Top of Information given

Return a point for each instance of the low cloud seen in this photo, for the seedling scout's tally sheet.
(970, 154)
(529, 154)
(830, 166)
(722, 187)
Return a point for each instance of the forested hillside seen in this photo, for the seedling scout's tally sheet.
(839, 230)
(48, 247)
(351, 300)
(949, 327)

Bottom of Information given

▶ **Exercise details**:
Give the records again, complete and exact.

▶ **Answer to the exercise**:
Return a point for each instance of the low cloud seen in this photo, for the seedling scout's tally sheet.
(970, 154)
(529, 154)
(830, 166)
(722, 187)
Return a point for each instance of the forested hillside seen in this photo, for the seedling scout's tally sheet.
(839, 230)
(48, 247)
(351, 300)
(949, 327)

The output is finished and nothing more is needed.